[start of Records shown]
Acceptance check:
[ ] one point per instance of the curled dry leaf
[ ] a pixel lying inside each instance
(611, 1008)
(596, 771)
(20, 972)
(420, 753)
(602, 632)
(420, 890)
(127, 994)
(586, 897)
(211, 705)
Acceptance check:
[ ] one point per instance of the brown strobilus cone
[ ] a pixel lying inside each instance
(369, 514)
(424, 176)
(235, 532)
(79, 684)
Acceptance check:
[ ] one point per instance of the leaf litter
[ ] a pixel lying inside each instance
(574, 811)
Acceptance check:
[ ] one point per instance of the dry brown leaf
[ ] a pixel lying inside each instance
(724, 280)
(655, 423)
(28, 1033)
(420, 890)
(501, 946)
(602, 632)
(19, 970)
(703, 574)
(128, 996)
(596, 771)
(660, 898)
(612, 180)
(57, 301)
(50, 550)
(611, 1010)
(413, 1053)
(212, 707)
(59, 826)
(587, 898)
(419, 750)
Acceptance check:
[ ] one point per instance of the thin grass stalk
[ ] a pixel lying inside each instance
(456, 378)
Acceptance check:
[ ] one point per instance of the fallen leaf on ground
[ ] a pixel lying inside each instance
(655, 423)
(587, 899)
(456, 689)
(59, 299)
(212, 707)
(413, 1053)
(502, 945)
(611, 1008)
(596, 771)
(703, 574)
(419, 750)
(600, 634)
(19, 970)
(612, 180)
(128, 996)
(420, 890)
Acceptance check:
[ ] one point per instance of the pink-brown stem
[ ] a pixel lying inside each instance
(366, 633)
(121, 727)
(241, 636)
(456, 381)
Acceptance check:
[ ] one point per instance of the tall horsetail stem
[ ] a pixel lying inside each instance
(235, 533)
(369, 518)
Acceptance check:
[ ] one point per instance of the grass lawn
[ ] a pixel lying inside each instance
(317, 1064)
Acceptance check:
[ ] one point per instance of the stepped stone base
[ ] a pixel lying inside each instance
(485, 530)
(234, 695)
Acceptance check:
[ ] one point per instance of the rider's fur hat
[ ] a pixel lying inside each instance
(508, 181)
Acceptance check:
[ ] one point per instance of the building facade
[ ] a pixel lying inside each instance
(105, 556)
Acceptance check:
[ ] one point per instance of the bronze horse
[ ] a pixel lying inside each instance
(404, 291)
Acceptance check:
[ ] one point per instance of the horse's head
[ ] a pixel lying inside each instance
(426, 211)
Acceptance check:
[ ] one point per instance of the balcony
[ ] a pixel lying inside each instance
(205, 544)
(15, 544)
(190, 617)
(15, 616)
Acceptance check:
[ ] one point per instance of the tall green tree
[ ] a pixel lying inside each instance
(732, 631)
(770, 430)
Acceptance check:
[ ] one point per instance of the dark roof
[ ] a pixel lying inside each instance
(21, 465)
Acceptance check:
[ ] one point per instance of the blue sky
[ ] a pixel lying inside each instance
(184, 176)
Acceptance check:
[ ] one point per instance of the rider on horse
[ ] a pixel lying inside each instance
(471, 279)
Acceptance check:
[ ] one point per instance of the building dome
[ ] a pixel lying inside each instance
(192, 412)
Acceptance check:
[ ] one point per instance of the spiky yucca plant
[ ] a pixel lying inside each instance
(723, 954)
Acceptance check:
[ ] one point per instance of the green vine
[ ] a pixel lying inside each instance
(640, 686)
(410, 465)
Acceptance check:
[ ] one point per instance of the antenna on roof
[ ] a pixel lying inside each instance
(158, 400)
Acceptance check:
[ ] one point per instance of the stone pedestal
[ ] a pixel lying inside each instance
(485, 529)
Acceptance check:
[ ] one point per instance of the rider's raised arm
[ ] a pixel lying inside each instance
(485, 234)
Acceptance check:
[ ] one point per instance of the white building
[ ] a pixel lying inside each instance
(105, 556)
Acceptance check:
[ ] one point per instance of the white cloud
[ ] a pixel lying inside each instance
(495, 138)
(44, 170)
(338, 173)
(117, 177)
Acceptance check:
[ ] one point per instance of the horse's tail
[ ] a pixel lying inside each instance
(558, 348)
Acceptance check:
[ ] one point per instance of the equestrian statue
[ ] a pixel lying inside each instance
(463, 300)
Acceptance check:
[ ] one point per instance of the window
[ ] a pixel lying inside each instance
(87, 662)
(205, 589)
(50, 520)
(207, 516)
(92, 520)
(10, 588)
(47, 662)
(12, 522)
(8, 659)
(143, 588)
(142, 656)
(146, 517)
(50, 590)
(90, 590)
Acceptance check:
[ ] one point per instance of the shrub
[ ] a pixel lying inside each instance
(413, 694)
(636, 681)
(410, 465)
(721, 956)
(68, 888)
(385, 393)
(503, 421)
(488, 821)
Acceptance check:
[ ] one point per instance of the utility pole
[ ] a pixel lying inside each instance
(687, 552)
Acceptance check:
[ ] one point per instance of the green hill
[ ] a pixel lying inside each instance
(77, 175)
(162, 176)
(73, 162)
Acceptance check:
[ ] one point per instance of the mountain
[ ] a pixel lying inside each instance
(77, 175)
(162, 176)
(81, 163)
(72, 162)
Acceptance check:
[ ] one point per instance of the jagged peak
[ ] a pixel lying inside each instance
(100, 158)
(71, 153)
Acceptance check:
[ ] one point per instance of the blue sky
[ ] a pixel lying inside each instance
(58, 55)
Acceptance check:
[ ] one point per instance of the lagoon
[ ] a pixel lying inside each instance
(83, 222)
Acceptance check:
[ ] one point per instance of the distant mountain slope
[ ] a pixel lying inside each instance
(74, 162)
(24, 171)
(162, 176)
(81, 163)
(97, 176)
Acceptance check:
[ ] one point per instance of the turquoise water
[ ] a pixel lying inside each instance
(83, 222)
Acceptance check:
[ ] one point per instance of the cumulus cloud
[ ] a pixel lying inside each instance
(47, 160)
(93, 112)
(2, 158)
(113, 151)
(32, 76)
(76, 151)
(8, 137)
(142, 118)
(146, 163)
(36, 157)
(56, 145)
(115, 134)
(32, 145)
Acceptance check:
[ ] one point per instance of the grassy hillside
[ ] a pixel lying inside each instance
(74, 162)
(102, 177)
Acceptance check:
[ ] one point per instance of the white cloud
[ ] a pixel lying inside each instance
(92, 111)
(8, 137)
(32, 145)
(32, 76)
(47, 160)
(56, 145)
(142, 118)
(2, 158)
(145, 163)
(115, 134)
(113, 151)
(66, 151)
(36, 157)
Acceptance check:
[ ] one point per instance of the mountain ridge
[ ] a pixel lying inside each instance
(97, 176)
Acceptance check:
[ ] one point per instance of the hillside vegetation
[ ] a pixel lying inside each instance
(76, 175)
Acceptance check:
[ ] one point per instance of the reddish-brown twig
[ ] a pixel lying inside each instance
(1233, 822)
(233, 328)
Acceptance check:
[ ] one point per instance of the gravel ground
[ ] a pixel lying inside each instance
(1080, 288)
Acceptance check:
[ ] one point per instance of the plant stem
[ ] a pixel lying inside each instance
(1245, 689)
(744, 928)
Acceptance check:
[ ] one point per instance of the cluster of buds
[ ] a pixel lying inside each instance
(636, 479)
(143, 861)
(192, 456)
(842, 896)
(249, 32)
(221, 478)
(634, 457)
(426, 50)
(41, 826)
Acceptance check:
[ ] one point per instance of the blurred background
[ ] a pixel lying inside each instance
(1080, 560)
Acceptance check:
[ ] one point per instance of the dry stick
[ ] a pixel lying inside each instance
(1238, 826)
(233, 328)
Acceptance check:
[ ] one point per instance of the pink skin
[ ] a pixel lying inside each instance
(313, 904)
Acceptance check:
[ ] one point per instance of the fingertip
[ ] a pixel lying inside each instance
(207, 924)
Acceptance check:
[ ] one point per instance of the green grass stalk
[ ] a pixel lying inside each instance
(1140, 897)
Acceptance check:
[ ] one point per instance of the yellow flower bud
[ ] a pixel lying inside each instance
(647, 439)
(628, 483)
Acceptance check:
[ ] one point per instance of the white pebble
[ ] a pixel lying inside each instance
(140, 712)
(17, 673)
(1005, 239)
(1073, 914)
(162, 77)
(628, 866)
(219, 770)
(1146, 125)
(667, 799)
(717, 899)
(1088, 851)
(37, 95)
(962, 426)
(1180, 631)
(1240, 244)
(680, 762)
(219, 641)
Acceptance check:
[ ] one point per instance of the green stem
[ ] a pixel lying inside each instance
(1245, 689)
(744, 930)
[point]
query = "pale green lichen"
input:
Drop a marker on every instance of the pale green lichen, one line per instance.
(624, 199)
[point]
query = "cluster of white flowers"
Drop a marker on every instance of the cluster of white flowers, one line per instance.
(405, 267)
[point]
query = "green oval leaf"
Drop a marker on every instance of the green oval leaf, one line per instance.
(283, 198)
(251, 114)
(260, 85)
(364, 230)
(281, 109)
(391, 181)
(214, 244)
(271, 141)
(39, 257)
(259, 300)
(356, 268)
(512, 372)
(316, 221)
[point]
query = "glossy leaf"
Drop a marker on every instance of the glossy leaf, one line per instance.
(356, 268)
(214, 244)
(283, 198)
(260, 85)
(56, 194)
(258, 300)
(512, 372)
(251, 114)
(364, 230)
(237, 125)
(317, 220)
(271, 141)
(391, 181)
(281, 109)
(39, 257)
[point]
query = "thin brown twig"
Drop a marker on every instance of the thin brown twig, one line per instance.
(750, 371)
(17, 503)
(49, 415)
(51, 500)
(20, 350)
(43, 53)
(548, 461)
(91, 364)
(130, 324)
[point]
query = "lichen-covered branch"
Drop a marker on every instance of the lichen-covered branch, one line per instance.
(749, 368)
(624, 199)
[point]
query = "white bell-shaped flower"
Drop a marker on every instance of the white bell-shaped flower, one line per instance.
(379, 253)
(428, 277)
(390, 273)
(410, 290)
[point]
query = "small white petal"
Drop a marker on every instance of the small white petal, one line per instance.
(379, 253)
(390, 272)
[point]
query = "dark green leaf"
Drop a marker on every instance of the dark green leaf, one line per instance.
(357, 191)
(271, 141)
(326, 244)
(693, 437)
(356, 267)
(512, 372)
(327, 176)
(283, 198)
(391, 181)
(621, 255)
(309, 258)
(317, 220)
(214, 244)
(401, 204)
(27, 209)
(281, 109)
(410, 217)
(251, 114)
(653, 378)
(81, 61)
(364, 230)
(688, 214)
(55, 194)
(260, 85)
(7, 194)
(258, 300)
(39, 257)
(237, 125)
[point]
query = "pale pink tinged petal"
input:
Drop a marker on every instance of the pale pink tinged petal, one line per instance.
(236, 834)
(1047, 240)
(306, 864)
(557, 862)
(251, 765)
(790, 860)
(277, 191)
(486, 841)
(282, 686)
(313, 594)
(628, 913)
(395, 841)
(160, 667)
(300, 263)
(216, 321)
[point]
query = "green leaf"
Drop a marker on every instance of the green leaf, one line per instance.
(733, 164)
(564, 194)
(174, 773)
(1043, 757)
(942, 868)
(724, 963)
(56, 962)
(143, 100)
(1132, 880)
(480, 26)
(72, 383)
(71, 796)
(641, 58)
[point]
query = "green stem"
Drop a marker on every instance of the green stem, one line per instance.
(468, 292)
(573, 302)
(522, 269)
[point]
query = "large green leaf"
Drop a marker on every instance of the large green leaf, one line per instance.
[end of Records shown]
Task to complete: Please gather and copy out every line of the records above that contains the string "shaped".

Task answer:
query = "white bell-shaped flower"
Drop a marker on every instance of the white bell-shaped flower, one line per instance.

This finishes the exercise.